RECORDS SUPPLIED:
-- begin --

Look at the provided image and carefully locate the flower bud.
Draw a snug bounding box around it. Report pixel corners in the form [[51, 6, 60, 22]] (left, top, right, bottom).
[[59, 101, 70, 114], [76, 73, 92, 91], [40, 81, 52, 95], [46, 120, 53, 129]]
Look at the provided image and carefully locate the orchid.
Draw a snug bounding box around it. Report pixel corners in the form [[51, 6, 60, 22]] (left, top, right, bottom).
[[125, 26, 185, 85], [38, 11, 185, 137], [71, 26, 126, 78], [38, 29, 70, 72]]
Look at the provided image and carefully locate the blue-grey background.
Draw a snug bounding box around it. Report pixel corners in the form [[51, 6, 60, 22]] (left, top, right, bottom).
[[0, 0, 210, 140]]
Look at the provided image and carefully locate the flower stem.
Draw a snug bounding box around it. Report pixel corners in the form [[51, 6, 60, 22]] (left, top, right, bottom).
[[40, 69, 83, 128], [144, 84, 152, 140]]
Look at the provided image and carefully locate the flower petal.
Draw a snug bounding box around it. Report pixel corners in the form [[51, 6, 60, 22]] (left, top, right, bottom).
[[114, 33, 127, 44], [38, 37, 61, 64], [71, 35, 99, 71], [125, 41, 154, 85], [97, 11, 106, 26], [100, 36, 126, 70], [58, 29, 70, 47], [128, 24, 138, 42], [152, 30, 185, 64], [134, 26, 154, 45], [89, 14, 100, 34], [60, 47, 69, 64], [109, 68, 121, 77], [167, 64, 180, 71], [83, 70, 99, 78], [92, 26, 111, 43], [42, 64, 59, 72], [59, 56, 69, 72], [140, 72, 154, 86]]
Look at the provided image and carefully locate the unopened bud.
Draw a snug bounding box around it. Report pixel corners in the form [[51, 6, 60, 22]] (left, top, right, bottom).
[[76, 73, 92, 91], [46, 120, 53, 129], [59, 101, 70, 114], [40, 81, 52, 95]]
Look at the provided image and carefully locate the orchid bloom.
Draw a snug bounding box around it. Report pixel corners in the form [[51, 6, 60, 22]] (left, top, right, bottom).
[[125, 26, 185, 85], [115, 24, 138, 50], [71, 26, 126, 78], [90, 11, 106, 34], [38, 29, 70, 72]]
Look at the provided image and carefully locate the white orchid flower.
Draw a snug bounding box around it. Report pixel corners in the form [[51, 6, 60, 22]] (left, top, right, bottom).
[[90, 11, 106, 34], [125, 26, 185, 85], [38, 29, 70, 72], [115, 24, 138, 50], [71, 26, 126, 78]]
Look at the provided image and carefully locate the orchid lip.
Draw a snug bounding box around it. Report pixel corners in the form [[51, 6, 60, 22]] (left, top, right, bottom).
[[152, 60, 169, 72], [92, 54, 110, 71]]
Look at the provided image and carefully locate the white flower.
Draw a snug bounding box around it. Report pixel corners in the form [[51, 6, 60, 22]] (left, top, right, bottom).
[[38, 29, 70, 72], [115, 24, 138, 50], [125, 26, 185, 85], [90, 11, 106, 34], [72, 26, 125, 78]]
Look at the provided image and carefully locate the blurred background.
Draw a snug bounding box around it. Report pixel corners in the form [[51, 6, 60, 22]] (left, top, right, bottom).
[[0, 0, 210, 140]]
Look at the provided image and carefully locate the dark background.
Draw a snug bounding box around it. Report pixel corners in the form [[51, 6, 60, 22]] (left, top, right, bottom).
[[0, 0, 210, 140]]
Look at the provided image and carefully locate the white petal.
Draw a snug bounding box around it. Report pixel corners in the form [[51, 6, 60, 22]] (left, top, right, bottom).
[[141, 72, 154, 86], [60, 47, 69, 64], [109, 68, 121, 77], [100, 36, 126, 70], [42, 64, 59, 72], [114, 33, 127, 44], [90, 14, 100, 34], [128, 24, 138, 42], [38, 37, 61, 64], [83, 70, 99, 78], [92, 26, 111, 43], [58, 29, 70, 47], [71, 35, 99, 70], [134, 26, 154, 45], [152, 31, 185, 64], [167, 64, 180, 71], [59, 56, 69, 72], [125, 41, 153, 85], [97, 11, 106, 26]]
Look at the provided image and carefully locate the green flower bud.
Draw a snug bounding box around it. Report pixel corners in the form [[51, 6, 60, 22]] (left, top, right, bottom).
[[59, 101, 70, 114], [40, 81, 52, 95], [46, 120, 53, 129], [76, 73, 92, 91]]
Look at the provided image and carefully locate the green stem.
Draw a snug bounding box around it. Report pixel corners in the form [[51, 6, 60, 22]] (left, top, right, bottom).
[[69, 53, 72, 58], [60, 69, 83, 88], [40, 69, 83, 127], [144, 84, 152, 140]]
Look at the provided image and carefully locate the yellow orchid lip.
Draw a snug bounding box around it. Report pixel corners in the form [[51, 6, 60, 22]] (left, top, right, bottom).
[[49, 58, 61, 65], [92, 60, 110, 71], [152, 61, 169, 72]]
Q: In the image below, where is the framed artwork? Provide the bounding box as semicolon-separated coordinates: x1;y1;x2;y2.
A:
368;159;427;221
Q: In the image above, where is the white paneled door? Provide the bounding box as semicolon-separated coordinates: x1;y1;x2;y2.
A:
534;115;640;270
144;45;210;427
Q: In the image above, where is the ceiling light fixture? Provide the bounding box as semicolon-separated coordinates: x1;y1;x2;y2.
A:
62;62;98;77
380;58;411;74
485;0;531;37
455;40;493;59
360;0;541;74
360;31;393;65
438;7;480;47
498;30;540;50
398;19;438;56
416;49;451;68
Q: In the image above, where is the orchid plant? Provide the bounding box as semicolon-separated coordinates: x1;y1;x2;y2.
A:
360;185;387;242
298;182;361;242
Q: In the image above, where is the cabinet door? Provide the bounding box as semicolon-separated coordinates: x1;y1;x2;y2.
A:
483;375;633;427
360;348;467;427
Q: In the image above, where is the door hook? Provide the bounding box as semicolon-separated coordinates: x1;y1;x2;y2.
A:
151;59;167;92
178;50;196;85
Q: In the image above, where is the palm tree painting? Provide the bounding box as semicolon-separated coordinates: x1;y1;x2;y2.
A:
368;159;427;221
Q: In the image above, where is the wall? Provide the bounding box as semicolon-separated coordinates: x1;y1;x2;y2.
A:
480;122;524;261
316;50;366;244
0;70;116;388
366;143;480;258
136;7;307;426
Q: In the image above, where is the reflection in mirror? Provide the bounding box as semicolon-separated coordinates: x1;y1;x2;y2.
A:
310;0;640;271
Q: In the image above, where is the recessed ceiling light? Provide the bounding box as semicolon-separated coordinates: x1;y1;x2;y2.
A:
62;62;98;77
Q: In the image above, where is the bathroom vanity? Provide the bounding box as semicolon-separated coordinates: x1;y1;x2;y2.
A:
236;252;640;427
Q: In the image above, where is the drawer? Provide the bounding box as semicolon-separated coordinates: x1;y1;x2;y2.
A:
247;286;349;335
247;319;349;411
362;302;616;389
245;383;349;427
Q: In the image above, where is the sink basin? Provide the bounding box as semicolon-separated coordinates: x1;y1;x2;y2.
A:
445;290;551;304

-- end --

EXERCISE PROMPT: Return the lines of the records from the one containing "Q: In the image above, where is the white" up to and including the one containing "310;0;640;271", reproduced without any change.

FINAL RESULT:
Q: In the image above, where is the white paneled door? Provide the bounding box as semicolon-separated coordinates: x1;y1;x2;y2.
A:
534;115;640;270
144;45;210;427
Q: In the image above, where is the ceiling light fixture? Provide the bounding box as semicolon-separated coordinates: x1;y1;x2;y2.
A:
62;62;98;77
380;58;411;74
485;0;531;37
455;40;493;59
360;0;541;74
360;31;393;65
438;7;480;47
498;30;540;50
398;19;438;56
416;49;451;68
Q: In the image above, where is the orchid plant? Provide the bounding box as semicolon-separated coordinates: x1;y1;x2;y2.
A:
360;185;387;242
298;182;361;242
Q: In the image above, where is the cabinet door? Provide the bounding box as semicolon-separated coordinates: x1;y1;x2;y2.
A:
483;375;633;427
360;348;467;427
Q: In the image above, where is the door hook? Provide the bounding box as semicolon-separated coordinates: x1;y1;x2;y2.
A:
151;59;167;92
178;50;196;85
Q: In the image above, where is the palm tree painting? Provide the bounding box as semicolon-separated coordinates: x1;y1;x2;y2.
A:
368;159;427;221
Q: In the image above, where is the wall? Provide the bounding box as semicolon-separated coordinates: x1;y1;x2;y2.
A:
480;122;524;261
316;50;366;244
0;70;116;388
366;143;480;258
136;7;307;426
Q: In the image above, where is the reflection in mirror? Provide the bounding box as semicolon-separated coordinates: x1;y1;x2;y2.
A:
310;0;640;271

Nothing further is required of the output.